··· RECORDS FOR PROCESSING

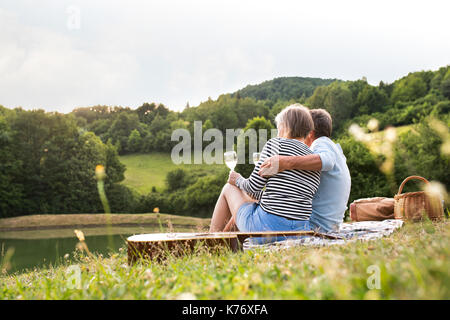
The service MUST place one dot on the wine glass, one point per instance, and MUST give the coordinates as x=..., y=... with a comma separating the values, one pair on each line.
x=256, y=156
x=230, y=158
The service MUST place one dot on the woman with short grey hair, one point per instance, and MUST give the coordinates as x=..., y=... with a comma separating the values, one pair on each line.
x=282, y=202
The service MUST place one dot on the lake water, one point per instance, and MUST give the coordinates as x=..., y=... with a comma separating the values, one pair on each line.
x=38, y=248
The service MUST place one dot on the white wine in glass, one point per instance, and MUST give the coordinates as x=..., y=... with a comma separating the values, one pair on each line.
x=256, y=156
x=230, y=158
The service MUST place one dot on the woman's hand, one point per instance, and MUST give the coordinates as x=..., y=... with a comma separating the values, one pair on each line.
x=233, y=177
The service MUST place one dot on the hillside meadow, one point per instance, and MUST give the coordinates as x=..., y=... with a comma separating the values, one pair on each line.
x=145, y=171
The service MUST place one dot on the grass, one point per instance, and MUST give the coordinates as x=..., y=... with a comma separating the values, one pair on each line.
x=145, y=171
x=413, y=264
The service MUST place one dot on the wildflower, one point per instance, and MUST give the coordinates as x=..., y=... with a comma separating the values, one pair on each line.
x=79, y=234
x=373, y=124
x=186, y=296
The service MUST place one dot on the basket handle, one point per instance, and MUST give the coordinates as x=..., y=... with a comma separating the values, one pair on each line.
x=410, y=178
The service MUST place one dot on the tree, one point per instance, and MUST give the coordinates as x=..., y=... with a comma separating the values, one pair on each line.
x=134, y=141
x=409, y=88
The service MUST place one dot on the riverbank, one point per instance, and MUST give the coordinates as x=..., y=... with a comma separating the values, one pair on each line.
x=62, y=221
x=412, y=263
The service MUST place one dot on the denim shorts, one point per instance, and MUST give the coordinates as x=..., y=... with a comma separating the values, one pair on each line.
x=252, y=218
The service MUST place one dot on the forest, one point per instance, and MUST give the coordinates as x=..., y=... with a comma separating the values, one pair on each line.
x=48, y=159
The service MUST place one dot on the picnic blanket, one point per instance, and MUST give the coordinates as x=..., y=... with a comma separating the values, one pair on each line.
x=348, y=232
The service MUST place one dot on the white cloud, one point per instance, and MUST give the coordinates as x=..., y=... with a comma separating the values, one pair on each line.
x=126, y=53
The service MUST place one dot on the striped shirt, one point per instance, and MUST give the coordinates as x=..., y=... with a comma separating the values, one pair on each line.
x=289, y=193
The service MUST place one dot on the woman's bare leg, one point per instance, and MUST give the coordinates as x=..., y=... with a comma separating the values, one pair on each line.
x=229, y=202
x=221, y=214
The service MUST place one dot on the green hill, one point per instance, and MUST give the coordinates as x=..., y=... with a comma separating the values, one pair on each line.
x=145, y=171
x=283, y=88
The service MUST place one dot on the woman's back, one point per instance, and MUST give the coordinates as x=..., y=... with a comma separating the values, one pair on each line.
x=288, y=193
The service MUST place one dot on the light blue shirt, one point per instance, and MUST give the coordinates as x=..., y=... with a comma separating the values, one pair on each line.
x=330, y=201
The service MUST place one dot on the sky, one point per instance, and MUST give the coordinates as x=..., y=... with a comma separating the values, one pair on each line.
x=59, y=55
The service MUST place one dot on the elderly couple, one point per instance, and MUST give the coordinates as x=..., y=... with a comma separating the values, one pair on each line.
x=301, y=181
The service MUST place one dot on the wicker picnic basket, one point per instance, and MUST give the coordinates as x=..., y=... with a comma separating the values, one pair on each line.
x=412, y=206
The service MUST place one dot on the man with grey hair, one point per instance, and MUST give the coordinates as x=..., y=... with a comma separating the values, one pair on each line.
x=330, y=201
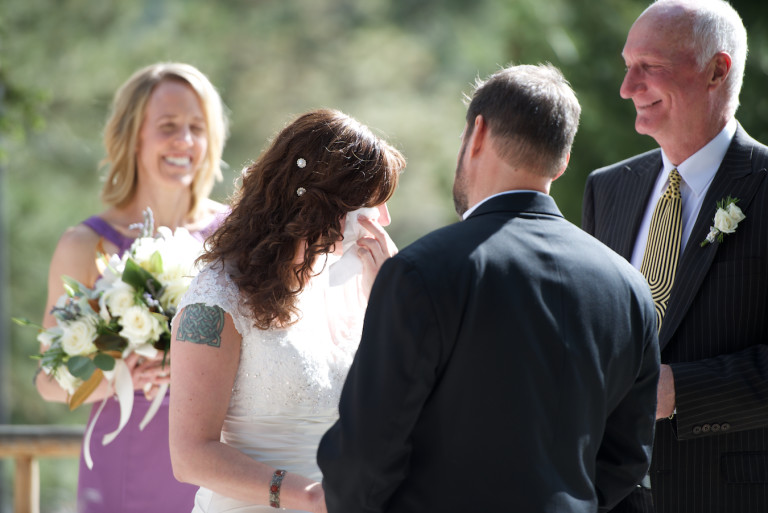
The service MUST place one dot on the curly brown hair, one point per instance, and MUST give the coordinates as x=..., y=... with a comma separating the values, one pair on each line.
x=346, y=167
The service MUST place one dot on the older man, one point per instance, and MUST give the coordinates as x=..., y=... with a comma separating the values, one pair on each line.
x=693, y=217
x=509, y=361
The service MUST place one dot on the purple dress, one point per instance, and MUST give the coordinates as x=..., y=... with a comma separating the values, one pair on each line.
x=133, y=473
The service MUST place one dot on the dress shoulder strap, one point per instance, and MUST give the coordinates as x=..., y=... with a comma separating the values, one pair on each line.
x=104, y=229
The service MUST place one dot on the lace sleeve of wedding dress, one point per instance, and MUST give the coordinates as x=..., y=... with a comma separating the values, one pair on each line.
x=214, y=287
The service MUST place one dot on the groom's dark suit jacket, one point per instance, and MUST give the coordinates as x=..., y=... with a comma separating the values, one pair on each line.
x=713, y=457
x=508, y=363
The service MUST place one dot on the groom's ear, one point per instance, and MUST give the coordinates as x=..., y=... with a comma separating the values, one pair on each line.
x=560, y=173
x=479, y=137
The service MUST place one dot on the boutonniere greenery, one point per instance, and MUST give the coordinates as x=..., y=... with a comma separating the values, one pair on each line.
x=727, y=218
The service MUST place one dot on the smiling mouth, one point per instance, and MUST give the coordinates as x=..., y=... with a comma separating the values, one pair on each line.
x=649, y=105
x=179, y=161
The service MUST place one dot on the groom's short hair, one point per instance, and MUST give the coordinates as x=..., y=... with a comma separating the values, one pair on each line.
x=532, y=113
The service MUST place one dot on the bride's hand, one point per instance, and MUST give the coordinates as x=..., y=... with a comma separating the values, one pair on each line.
x=373, y=251
x=318, y=498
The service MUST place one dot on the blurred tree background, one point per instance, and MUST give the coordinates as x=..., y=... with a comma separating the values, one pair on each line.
x=400, y=66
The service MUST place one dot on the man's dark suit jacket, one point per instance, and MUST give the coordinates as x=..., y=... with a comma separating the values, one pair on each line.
x=713, y=457
x=508, y=363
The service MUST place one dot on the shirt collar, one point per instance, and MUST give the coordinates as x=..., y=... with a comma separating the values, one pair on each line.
x=474, y=207
x=699, y=169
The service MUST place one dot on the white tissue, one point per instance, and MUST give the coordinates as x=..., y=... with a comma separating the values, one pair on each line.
x=350, y=264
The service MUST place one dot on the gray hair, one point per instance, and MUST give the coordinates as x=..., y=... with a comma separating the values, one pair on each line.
x=532, y=113
x=715, y=27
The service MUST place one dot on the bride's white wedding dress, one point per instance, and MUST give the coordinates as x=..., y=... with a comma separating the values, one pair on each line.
x=288, y=383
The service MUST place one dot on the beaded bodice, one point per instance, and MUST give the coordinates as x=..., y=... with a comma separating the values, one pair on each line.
x=299, y=368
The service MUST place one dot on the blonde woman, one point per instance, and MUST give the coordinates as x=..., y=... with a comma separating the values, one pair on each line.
x=164, y=141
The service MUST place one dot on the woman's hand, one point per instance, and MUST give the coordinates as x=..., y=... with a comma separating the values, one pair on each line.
x=373, y=251
x=317, y=498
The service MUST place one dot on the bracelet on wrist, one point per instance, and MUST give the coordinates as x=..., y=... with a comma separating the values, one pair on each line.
x=274, y=488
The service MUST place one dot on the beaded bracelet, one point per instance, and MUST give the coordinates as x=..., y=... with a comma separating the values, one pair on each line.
x=274, y=488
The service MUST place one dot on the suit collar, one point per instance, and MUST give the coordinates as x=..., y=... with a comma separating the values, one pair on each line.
x=735, y=177
x=519, y=201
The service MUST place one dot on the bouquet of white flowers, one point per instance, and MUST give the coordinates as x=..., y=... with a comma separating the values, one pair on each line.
x=128, y=310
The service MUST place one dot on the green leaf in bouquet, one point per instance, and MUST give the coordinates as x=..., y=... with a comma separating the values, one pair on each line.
x=86, y=389
x=81, y=367
x=139, y=278
x=110, y=341
x=74, y=287
x=104, y=361
x=23, y=321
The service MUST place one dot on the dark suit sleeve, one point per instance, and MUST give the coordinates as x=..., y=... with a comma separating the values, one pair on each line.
x=726, y=391
x=365, y=456
x=625, y=452
x=588, y=208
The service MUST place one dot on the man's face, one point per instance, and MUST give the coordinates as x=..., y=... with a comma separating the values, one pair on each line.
x=460, y=193
x=664, y=82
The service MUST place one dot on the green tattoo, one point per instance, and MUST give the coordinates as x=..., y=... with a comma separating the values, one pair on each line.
x=201, y=324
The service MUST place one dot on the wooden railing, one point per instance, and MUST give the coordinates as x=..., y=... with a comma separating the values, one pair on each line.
x=26, y=444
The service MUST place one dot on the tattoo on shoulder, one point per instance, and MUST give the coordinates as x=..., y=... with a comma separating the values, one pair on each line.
x=201, y=324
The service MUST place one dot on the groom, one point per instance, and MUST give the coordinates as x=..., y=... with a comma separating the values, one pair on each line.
x=508, y=362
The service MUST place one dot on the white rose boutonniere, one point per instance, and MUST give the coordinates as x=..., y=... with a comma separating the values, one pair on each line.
x=727, y=218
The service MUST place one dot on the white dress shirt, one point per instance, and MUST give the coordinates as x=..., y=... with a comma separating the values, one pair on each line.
x=474, y=207
x=697, y=172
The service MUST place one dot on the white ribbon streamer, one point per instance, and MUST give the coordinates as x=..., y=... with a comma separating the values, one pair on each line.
x=88, y=433
x=124, y=390
x=156, y=402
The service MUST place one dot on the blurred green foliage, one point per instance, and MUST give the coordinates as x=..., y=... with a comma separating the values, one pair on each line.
x=400, y=66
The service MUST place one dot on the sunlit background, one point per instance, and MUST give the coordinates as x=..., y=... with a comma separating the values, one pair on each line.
x=399, y=66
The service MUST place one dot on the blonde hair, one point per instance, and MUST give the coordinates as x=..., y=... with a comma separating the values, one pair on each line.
x=122, y=131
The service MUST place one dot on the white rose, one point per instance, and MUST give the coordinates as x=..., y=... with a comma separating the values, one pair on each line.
x=77, y=337
x=724, y=222
x=118, y=299
x=175, y=288
x=67, y=381
x=139, y=326
x=735, y=212
x=49, y=336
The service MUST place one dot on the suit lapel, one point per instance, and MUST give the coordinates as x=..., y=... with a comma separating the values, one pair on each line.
x=631, y=198
x=734, y=178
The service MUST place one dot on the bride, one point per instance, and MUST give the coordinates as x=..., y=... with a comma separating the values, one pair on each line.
x=263, y=341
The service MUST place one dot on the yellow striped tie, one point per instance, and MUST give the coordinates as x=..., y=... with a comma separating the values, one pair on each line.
x=663, y=247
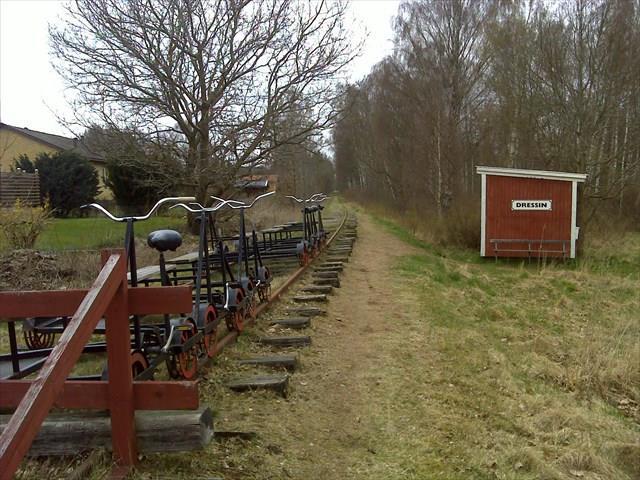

······

__WHAT YOU HAVE TO DO__:
Can you give as a numbered list, leaving out any blank lines, the lines that begin at the one containing "The service MUST place one dot on the lake" and stop after the one containing "x=233, y=177"?

__SOLUTION FOR THIS PROBLEM__:
1. The service MUST place one dot on the lake water, one point per instance, and MUST give the coordinates as x=..., y=... with a comma separating the values, one pair on each line.
2. x=38, y=248
3. The service MUST place one dot on the white wine in glass, one point per instance, and MUST give the coordinates as x=..., y=... with a comma separating the values, one pair on each line.
4. x=256, y=156
5. x=230, y=158
6. The service MUST place one dot on the woman's hand, one point per instance, and MUST give the coordinates as x=..., y=... with a comma separating the values, one pair on each line.
7. x=233, y=177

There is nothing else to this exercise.